(Data extract)
== == ==

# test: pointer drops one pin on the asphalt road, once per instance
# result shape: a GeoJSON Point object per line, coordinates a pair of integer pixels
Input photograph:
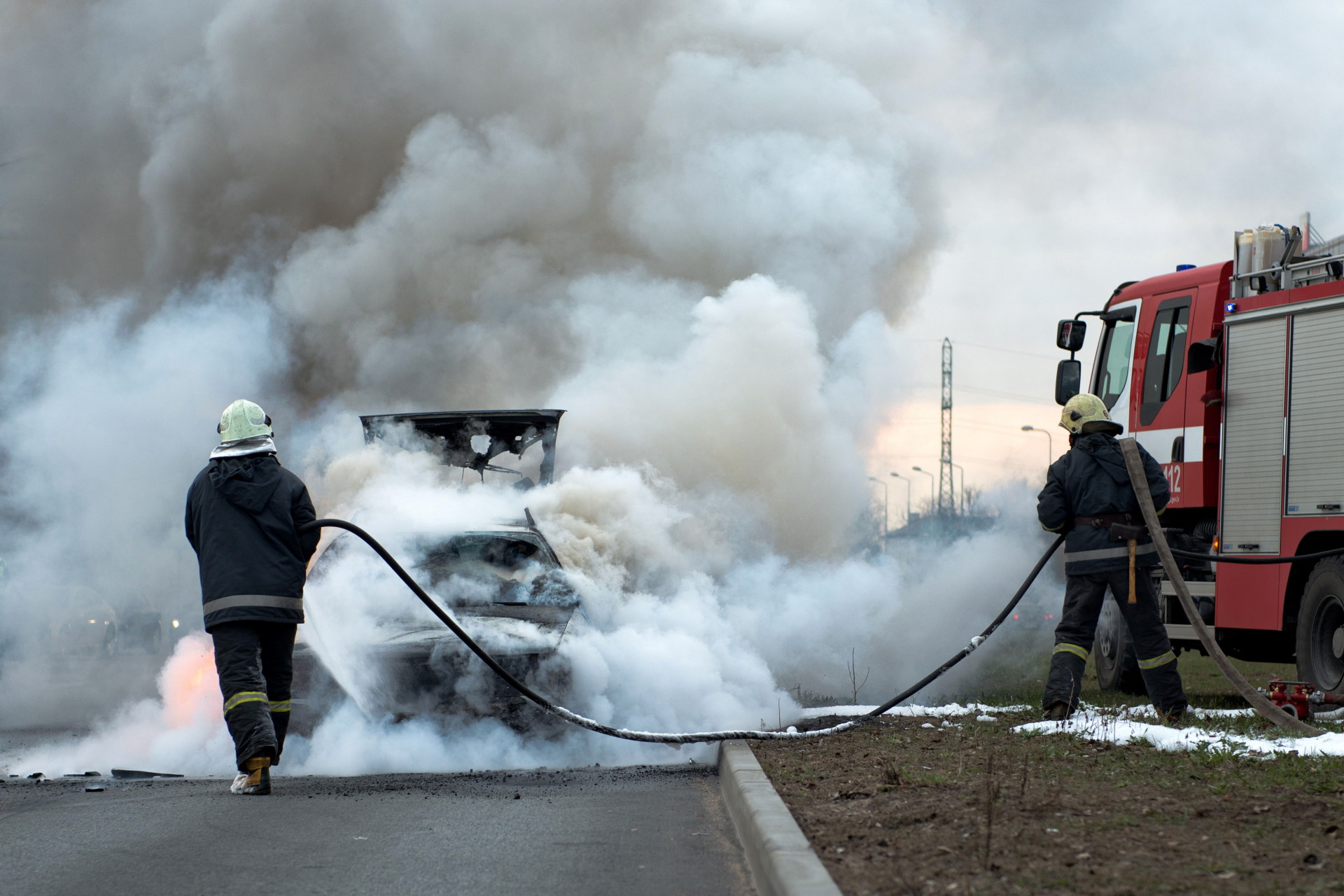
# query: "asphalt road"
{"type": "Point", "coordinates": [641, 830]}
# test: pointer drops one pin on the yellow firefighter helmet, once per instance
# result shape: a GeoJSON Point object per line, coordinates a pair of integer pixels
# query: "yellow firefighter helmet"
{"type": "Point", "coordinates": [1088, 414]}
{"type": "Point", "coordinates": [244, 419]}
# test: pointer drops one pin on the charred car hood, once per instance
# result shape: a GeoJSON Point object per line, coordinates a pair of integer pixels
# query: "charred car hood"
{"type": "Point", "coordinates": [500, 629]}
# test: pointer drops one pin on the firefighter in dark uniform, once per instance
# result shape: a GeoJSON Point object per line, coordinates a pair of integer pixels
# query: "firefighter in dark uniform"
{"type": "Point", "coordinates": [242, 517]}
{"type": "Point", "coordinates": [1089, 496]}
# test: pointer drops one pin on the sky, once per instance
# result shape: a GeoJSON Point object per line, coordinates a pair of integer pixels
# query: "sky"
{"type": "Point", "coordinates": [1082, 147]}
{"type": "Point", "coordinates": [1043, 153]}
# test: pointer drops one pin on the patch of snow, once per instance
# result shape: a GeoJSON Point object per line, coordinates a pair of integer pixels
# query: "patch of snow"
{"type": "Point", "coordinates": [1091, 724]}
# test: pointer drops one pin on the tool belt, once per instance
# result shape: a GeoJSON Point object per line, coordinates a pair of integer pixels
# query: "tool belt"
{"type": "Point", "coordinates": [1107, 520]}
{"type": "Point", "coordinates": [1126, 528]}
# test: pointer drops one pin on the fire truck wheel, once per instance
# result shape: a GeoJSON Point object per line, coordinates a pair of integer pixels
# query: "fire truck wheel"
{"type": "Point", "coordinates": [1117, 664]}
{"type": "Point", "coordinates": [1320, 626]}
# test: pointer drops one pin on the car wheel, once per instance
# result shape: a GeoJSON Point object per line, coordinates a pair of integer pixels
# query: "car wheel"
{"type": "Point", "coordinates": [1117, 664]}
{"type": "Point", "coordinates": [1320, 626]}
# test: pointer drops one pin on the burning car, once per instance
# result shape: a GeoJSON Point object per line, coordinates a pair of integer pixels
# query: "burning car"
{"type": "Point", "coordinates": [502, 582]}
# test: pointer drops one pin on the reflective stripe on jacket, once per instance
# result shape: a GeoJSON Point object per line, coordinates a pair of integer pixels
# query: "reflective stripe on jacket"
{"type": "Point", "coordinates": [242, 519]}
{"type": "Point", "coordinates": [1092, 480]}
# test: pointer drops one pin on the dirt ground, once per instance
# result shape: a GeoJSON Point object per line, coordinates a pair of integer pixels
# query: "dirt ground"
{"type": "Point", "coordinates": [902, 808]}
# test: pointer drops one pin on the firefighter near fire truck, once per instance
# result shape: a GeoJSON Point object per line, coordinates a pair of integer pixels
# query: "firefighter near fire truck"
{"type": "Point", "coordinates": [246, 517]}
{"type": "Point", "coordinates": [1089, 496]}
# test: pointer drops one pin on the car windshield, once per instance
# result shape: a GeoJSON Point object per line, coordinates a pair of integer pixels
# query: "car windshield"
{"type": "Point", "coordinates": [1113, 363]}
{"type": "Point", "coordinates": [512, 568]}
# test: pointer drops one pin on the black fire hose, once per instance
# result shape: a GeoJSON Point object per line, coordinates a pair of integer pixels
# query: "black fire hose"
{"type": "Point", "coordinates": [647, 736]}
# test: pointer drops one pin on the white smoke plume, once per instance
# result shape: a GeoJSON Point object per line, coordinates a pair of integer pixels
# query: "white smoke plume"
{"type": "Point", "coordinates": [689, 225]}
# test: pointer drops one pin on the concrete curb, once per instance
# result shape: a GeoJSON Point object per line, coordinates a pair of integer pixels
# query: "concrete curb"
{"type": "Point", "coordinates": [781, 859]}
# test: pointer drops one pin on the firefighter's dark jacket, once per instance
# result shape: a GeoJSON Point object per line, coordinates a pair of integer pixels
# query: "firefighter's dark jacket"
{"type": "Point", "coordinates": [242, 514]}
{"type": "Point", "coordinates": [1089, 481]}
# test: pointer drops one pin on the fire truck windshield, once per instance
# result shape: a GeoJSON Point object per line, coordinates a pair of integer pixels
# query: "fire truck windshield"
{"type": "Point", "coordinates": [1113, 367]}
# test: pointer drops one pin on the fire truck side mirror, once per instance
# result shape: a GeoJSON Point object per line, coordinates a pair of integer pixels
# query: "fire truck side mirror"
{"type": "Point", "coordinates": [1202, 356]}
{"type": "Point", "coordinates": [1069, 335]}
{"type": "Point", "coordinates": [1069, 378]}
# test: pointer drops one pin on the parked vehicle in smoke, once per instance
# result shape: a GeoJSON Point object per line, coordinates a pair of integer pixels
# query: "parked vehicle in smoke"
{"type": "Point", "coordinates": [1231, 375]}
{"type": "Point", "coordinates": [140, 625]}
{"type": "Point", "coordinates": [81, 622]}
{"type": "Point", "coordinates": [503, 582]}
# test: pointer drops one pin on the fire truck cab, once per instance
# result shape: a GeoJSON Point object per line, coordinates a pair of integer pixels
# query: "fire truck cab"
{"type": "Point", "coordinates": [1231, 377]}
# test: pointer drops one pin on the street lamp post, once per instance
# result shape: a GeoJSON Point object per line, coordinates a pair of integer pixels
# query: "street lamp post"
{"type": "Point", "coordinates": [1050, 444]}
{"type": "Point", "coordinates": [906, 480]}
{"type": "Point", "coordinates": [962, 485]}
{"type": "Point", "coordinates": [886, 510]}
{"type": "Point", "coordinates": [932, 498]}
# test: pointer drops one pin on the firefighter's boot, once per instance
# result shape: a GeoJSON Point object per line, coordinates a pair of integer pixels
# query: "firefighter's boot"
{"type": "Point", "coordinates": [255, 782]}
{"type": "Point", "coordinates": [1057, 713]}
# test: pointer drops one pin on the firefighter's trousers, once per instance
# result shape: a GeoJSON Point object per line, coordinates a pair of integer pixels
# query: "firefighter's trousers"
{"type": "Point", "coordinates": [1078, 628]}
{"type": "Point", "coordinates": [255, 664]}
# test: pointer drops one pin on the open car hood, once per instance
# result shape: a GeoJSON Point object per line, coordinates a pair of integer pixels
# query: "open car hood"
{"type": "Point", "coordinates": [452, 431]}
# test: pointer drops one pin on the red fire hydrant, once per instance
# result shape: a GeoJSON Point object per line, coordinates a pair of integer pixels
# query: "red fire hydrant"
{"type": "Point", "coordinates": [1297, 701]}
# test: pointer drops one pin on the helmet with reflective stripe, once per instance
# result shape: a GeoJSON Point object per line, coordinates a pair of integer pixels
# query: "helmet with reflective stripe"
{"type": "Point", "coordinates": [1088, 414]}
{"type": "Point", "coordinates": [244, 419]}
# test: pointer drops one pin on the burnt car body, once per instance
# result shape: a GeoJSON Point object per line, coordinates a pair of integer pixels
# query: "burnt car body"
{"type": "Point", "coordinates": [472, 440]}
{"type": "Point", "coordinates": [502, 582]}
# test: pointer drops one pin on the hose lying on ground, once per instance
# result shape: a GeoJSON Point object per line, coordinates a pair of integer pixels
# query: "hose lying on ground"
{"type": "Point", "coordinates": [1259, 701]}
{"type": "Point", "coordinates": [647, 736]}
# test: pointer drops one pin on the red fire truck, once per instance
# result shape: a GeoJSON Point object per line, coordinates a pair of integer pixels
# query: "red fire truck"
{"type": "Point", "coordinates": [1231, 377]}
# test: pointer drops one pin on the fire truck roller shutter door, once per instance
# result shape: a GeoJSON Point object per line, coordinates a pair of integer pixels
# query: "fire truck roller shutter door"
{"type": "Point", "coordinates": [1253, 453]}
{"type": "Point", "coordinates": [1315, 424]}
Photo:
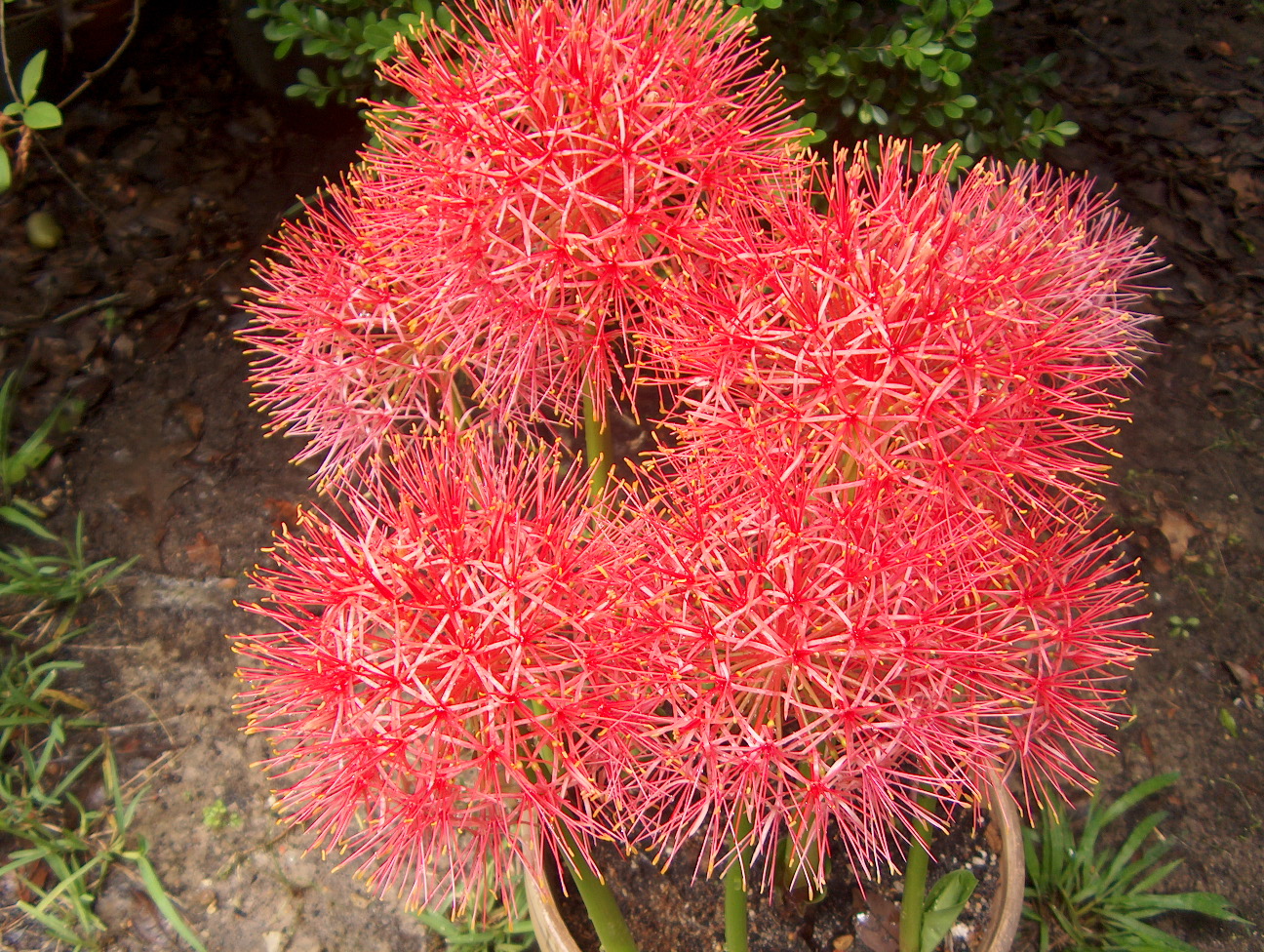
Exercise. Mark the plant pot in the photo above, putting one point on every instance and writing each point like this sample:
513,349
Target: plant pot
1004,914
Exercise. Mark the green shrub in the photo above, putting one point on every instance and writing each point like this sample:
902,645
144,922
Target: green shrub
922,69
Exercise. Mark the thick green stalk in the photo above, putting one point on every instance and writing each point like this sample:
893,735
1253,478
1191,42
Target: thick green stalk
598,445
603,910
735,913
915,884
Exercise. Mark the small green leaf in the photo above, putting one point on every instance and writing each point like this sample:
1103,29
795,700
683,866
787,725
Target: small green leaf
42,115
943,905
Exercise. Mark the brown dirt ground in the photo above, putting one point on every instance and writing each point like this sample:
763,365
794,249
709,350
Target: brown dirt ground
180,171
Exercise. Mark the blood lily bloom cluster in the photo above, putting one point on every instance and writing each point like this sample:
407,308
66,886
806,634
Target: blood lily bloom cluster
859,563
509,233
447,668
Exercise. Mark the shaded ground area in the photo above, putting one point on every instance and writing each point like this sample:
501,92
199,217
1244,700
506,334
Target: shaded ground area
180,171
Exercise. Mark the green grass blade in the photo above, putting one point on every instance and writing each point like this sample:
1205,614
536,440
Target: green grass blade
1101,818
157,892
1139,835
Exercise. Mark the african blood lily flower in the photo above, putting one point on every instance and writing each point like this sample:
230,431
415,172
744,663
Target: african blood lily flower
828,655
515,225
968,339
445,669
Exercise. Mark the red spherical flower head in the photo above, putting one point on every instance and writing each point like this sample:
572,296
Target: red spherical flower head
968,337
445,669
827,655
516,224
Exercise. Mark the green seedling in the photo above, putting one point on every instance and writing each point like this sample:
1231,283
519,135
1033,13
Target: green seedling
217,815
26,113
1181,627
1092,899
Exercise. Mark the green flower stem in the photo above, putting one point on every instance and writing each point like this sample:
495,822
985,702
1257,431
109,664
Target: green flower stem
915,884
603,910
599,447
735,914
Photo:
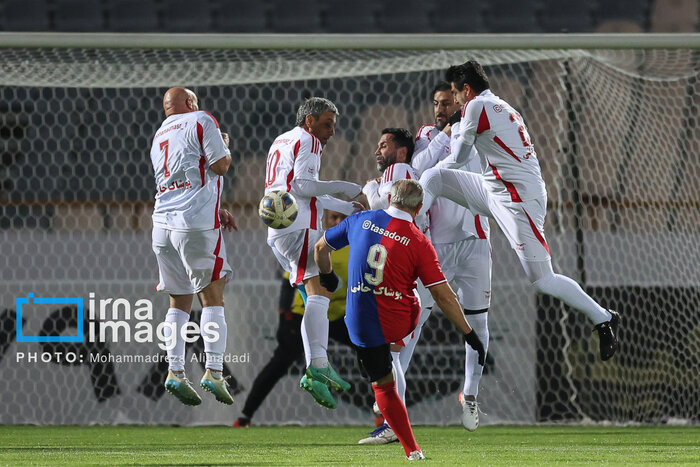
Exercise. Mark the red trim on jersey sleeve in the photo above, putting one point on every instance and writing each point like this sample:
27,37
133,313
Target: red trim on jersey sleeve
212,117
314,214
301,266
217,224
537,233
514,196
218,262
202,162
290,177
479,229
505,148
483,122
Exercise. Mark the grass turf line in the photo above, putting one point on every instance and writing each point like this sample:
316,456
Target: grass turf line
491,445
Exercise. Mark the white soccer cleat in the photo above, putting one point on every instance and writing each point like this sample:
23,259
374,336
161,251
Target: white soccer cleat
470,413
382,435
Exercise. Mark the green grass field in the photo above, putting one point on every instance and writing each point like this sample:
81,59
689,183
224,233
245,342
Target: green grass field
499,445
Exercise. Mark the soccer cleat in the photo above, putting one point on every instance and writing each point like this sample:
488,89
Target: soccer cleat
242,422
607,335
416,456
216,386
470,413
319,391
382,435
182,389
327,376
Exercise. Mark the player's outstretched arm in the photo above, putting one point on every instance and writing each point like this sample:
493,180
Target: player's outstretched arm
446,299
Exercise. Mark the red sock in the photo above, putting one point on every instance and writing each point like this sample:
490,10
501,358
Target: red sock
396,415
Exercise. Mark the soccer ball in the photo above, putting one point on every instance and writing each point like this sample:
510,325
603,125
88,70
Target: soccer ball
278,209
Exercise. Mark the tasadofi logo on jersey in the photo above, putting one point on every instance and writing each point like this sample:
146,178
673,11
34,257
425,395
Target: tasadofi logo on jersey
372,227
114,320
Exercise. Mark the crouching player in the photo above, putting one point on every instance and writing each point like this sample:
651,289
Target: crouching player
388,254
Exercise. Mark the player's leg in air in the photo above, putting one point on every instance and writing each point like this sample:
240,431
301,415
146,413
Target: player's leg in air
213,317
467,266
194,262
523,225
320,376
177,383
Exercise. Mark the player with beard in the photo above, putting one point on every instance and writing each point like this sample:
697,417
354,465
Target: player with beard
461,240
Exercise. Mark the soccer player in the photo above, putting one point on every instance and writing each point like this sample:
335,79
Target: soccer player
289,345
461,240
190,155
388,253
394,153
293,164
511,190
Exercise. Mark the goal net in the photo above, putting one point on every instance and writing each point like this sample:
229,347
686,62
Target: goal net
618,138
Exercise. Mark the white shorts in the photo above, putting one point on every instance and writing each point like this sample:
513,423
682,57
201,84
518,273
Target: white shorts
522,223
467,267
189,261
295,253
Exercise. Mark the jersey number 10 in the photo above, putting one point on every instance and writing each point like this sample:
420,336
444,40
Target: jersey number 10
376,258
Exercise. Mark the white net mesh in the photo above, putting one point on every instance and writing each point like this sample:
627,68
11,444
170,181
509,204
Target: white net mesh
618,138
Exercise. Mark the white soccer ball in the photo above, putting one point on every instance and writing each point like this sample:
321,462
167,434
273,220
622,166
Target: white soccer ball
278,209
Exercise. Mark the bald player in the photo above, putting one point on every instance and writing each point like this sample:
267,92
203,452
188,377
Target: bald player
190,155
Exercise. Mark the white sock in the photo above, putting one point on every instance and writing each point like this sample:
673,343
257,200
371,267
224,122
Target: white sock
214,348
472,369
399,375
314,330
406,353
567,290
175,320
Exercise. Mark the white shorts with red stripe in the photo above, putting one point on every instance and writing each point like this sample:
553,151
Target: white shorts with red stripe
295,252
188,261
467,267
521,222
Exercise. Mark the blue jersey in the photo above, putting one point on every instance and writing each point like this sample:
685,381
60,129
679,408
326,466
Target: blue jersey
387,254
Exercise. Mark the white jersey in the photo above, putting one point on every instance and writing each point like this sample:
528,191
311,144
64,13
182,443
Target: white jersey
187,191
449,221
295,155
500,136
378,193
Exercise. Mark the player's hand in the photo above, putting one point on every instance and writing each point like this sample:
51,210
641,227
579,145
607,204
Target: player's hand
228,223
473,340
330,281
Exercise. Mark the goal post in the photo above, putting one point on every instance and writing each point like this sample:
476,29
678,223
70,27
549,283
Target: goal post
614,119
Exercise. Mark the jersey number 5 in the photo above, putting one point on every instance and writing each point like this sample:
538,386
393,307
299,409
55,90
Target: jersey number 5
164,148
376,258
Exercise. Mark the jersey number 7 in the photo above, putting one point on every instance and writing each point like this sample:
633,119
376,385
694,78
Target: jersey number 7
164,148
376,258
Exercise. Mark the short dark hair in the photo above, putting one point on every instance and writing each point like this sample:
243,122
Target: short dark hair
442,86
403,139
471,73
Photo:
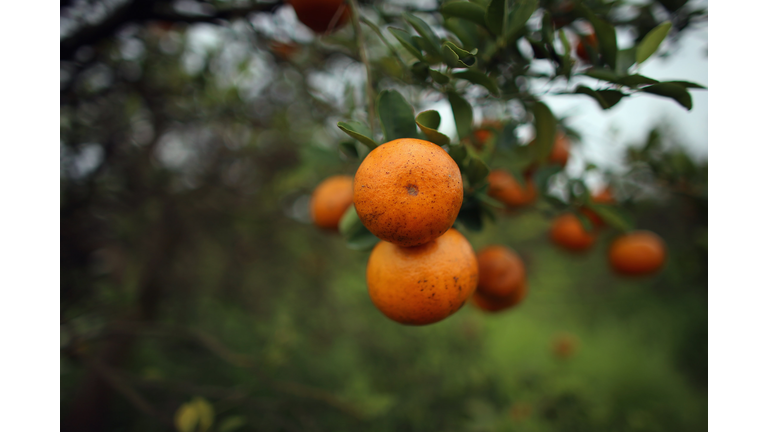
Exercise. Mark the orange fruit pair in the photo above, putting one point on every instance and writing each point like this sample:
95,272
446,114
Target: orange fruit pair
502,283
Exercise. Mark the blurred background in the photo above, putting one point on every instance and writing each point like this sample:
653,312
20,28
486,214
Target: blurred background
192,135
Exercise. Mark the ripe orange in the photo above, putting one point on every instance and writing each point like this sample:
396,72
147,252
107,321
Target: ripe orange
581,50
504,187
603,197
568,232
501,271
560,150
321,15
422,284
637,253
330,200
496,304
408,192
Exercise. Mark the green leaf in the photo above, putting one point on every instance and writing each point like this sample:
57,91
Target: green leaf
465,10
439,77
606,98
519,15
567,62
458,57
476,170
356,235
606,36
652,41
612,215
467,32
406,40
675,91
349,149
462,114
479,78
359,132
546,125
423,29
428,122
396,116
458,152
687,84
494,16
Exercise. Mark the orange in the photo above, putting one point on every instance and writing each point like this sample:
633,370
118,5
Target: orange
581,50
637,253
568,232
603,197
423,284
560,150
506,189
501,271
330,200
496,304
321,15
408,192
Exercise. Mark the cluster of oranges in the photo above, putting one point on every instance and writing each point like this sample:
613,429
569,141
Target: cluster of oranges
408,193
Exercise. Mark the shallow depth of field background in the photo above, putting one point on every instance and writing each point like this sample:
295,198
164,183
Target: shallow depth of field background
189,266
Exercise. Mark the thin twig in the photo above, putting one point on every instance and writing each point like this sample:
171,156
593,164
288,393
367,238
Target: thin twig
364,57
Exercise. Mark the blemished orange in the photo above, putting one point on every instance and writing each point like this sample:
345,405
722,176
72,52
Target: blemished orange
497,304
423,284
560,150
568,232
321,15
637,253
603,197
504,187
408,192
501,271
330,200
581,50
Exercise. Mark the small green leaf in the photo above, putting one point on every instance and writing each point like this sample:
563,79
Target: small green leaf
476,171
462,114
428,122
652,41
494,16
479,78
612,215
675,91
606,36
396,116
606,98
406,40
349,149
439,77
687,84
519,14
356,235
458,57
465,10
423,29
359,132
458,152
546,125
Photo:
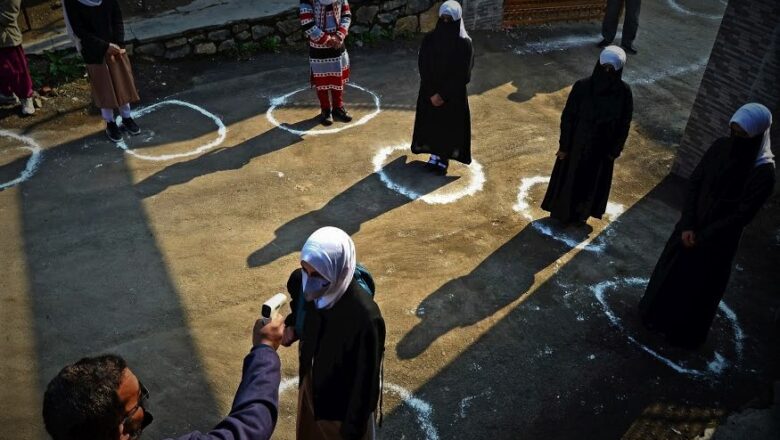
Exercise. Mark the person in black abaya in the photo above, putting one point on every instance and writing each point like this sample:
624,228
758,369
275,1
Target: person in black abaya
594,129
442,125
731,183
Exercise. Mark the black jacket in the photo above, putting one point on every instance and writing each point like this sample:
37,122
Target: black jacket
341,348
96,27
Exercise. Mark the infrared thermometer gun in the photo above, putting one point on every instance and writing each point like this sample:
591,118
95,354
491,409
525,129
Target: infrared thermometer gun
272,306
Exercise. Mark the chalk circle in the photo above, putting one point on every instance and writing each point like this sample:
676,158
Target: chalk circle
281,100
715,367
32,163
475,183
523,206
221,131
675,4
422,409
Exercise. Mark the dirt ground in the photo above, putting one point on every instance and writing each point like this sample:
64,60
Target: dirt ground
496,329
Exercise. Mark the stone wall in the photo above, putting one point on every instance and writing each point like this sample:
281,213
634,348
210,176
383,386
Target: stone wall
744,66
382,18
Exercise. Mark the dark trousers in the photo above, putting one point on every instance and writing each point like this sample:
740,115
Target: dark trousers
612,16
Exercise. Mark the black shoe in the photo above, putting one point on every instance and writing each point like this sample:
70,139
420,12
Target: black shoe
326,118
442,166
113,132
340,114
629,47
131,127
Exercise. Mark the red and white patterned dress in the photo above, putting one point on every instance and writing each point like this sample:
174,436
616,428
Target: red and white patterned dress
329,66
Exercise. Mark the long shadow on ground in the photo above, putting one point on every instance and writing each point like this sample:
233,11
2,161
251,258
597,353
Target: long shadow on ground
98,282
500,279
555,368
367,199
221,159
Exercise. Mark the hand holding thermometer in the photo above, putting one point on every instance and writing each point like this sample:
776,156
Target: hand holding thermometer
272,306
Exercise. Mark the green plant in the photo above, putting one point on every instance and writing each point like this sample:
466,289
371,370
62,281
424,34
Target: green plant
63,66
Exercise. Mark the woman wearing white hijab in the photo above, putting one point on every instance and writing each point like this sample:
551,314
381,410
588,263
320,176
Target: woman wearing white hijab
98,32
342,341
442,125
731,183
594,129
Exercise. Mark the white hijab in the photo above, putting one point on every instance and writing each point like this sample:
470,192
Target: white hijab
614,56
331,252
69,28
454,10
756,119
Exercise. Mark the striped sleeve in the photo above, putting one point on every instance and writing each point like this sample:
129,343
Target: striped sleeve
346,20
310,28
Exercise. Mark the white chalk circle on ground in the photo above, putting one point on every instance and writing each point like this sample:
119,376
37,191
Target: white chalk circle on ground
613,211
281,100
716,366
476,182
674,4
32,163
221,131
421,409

== == ==

(Task description) Write out exactly the lines that run from the top of the listing above to the line containing "# test: pointer drops one pin on the tool", both ends included. Omit every picture.

(Expected output)
# test: pointer drops one pin on the asphalt road, once per instance
# result shape: a GeoJSON Point object per line, coordinates a pair of integer pixels
Input photograph:
# query: "asphalt road"
{"type": "Point", "coordinates": [641, 830]}
# test: pointer drops one pin on the yellow firefighter helmet, once per instance
# result shape: a GeoJSON Point object per line, coordinates a pair of integer pixels
# query: "yellow firefighter helmet"
{"type": "Point", "coordinates": [1088, 414]}
{"type": "Point", "coordinates": [244, 419]}
# test: pointer drops one pin on the charred car hood, once per instance
# result shape: a GeoJSON Point object per line, coordinates a pair of integer pixels
# query: "charred car hood"
{"type": "Point", "coordinates": [500, 629]}
# test: pointer drops one pin on the firefighter in dark uniform, once per instance
# result shape: a GeoJSON Point object per line, coordinates a pair of integer pixels
# query: "firefighter in dark uniform"
{"type": "Point", "coordinates": [242, 517]}
{"type": "Point", "coordinates": [1089, 496]}
# test: pointer drops one pin on the sky, once per instance
# result shape: a GeoJSON Point object per line, coordinates a pair of integer pixels
# query: "sky"
{"type": "Point", "coordinates": [1082, 147]}
{"type": "Point", "coordinates": [1043, 153]}
# test: pointer drops one pin on the patch of snow, once per instance
# result shape: a GeoJSON Point object per line, coordinates a pair of integer pixels
# query: "patch of snow"
{"type": "Point", "coordinates": [1091, 724]}
# test: pointer drops one pin on the tool belt, once per instance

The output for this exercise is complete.